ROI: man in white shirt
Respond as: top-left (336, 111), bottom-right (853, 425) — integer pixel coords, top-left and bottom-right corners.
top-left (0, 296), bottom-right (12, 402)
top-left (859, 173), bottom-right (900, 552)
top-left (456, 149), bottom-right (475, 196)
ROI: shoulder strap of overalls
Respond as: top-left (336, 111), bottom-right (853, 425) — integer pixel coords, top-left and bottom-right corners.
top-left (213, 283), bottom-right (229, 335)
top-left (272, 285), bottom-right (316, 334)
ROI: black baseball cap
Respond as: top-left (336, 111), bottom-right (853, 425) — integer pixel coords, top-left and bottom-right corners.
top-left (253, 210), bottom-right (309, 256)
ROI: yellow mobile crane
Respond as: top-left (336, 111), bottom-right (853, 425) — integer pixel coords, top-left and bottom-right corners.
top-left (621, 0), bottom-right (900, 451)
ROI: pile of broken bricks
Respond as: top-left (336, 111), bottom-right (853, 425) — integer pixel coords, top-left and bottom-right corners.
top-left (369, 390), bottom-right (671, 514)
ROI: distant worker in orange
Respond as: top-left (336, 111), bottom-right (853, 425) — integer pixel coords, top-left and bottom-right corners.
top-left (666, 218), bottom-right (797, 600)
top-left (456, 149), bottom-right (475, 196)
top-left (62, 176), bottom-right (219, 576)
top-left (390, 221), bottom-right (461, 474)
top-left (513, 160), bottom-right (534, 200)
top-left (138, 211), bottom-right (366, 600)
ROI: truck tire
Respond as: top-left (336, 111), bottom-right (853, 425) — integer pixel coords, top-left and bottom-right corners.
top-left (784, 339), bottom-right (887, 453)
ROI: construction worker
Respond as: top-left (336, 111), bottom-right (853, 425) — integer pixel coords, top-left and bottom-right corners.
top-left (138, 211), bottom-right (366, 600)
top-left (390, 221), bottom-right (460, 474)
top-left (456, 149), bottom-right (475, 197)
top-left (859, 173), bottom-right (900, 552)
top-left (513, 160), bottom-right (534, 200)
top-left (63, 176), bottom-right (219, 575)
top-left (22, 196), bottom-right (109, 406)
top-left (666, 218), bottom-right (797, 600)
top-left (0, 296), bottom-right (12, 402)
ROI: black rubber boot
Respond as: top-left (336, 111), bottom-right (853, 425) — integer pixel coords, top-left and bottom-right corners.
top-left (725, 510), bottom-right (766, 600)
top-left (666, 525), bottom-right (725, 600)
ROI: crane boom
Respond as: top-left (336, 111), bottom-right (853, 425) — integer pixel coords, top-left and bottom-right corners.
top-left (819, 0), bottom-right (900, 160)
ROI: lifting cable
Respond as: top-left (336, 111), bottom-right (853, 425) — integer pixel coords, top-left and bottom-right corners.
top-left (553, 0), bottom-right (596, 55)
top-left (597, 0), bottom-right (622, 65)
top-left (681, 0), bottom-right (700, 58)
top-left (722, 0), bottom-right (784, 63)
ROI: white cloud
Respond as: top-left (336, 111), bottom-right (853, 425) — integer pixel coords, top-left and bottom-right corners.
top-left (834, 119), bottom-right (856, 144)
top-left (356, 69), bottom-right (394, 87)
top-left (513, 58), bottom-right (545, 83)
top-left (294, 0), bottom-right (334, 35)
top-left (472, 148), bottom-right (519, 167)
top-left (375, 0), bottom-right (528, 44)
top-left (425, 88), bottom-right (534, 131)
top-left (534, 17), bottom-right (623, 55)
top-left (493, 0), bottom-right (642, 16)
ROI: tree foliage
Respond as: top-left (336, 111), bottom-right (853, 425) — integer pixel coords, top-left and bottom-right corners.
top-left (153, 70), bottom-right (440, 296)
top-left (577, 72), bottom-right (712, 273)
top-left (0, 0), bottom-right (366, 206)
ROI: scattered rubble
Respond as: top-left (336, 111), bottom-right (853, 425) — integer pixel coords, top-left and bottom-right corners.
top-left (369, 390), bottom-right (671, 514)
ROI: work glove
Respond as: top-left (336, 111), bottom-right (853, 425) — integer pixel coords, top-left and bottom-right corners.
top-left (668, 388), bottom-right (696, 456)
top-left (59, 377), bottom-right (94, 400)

Goal - Rewrite the lines of the records above as a numbered list, starting at the line that contains "ROI: black baseball cap" and ending at the line that contains "top-left (784, 339), bottom-right (887, 453)", with both of those lines included and any blank lines left out.

Output of the exercise -
1. ROI: black baseball cap
2. Respond as: top-left (336, 111), bottom-right (853, 425) — integer pixel coords, top-left and bottom-right corners.
3. top-left (253, 210), bottom-right (309, 256)
4. ROI: yellow mobile crane
5. Respond as: top-left (336, 111), bottom-right (853, 425) — integer pixel coords, top-left and bottom-right corners.
6. top-left (621, 0), bottom-right (900, 451)
7. ROI: pile of broken bricks
8. Respond as: top-left (336, 111), bottom-right (853, 425) — integer pixel coords, top-left and bottom-right corners.
9. top-left (369, 390), bottom-right (671, 514)
10. ROI: distant worker in orange
11. Respond as: top-left (336, 111), bottom-right (853, 425) — integer pixel coords, top-left and bottom-right corners.
12. top-left (666, 218), bottom-right (797, 600)
13. top-left (456, 149), bottom-right (475, 196)
14. top-left (62, 176), bottom-right (219, 576)
15. top-left (390, 221), bottom-right (461, 474)
16. top-left (513, 160), bottom-right (534, 200)
17. top-left (138, 211), bottom-right (366, 600)
18. ROI: truck tire
19. Respond as: top-left (336, 111), bottom-right (853, 425) — integer pixel coords, top-left and bottom-right corners.
20. top-left (784, 339), bottom-right (887, 453)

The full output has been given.